Excerpts of pointing data
----

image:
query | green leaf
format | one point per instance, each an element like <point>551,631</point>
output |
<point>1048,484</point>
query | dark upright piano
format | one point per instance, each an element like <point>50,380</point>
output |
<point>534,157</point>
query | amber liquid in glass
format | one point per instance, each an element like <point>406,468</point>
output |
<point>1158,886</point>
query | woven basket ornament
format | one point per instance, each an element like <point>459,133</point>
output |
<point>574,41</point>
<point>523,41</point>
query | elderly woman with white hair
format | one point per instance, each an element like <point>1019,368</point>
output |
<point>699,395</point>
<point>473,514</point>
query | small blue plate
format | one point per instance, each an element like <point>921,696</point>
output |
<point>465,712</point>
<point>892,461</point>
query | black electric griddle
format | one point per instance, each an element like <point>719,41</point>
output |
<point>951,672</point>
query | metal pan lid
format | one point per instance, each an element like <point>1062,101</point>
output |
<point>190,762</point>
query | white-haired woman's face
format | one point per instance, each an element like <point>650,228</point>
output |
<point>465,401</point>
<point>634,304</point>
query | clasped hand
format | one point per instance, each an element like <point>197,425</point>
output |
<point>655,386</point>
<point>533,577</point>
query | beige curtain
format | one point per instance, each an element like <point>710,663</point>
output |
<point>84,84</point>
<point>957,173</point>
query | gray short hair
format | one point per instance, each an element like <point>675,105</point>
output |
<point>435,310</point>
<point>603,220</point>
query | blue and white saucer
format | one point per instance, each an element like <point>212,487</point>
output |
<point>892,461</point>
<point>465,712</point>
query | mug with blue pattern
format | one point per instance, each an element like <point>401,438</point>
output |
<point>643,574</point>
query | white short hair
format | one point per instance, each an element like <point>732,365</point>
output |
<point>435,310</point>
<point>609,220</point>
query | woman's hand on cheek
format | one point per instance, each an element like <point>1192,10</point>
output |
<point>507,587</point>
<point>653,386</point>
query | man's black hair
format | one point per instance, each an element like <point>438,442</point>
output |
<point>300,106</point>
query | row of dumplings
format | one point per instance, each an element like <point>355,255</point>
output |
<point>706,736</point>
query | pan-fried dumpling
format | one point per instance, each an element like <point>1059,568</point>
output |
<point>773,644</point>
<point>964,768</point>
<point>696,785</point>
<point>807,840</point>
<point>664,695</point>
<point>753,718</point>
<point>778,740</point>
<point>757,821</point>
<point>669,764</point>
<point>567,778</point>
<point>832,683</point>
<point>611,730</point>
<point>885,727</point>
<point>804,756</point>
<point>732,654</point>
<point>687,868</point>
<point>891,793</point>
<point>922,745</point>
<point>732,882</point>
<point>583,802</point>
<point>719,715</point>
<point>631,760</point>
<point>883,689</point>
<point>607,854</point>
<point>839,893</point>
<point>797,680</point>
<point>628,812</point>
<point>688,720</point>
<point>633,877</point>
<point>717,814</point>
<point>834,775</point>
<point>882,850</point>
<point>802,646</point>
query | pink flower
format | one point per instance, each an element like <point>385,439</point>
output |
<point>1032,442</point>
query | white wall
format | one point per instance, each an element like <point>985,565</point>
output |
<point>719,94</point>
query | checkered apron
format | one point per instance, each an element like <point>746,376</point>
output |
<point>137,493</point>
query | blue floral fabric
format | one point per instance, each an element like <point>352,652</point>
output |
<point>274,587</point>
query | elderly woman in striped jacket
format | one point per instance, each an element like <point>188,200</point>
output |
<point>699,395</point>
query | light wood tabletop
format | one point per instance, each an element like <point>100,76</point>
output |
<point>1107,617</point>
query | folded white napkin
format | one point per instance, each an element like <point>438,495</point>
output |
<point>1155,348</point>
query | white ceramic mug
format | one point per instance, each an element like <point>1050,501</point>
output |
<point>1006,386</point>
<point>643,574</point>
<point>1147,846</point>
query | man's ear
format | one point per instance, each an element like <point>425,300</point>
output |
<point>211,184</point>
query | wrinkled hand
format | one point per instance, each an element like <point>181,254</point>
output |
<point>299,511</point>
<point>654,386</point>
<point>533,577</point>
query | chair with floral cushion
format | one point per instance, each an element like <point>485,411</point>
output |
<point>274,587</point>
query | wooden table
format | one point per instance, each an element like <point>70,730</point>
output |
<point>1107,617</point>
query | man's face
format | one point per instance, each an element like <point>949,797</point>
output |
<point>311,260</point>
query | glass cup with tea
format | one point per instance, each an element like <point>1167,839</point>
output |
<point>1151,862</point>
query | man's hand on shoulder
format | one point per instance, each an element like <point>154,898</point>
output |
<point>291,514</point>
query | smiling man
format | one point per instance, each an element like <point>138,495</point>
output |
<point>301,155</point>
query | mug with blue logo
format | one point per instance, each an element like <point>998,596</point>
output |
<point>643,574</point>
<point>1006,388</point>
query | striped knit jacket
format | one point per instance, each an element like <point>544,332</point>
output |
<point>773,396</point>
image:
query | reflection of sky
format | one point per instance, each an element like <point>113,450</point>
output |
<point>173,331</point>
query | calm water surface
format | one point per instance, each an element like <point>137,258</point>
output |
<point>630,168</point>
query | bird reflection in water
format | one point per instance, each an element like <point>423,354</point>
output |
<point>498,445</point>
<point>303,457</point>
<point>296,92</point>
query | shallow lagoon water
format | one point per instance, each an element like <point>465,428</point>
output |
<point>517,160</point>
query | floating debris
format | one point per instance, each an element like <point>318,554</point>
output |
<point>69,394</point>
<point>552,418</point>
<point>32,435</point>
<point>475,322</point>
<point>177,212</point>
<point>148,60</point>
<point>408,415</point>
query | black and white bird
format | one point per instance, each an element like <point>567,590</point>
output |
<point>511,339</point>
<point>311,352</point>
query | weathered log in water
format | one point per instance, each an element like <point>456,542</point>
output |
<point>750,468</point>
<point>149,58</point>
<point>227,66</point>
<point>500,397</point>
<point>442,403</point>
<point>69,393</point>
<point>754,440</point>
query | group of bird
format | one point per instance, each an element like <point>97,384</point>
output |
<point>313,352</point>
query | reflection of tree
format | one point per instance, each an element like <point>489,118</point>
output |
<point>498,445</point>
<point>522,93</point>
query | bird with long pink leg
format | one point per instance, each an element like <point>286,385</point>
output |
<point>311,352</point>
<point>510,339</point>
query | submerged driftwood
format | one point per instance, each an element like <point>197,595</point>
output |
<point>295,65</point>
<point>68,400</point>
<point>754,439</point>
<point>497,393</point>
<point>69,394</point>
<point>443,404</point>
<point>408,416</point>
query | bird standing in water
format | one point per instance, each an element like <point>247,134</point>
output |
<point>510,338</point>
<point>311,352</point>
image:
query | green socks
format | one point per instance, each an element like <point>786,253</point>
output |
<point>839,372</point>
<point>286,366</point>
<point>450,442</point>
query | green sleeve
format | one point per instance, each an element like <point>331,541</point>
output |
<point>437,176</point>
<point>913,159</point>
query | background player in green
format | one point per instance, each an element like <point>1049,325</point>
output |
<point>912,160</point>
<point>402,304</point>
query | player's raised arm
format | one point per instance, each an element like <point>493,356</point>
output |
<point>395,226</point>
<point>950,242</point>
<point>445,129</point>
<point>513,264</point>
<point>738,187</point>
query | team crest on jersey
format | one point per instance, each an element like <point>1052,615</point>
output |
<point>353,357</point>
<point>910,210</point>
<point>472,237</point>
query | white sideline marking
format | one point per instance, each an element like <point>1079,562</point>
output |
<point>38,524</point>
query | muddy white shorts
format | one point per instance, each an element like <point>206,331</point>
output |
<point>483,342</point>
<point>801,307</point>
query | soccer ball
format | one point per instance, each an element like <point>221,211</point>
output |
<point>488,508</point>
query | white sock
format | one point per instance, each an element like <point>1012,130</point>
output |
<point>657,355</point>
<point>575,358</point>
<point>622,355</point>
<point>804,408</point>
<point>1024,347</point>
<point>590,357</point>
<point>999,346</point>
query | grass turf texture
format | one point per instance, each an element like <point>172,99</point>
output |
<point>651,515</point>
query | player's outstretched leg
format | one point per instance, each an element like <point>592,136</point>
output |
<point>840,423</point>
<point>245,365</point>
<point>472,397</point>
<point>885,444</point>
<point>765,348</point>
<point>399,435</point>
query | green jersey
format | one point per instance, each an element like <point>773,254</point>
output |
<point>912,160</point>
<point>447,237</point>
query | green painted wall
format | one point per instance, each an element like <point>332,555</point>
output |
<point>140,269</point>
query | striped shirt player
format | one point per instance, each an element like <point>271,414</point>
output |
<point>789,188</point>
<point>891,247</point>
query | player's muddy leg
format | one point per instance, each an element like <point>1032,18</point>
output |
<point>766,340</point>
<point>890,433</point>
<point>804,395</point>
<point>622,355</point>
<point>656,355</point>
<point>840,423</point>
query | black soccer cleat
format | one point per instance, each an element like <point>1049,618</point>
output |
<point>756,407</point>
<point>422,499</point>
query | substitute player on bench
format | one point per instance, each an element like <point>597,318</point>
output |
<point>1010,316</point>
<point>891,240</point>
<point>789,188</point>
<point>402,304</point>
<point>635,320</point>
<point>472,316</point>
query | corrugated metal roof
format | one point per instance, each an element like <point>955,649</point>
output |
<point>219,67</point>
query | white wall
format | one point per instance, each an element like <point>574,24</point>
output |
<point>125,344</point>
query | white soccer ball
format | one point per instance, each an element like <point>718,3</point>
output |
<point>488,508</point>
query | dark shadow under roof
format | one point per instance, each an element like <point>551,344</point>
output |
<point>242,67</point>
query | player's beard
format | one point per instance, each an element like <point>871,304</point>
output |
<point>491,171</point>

----

Please turn the lines of the records from the line containing "query | blue floral fabric" through the line containing "<point>211,184</point>", both included, into a numbered list, leaving out any blank lines.

1. query | blue floral fabric
2. format | one point per instance, each an element like <point>352,652</point>
3. output |
4. <point>274,587</point>
5. query | elderly woman in striped jacket
6. format | one point per instance, each an element like <point>188,200</point>
7. output |
8. <point>699,395</point>
9. query | light wood tabletop
10. format | one point per instance, each an element like <point>100,76</point>
11. output |
12. <point>1107,617</point>
13. query | folded white napkin
14. format | one point per instance, each an element like <point>438,495</point>
15. output |
16. <point>1155,348</point>
17. query | white ceramic mug
18. format | one point per instance, each an element like <point>1050,501</point>
19. output |
20. <point>1006,386</point>
21. <point>643,574</point>
22. <point>1147,846</point>
23. query | man's ear
24. format | one point per instance, each an element like <point>425,300</point>
25. output |
26. <point>211,184</point>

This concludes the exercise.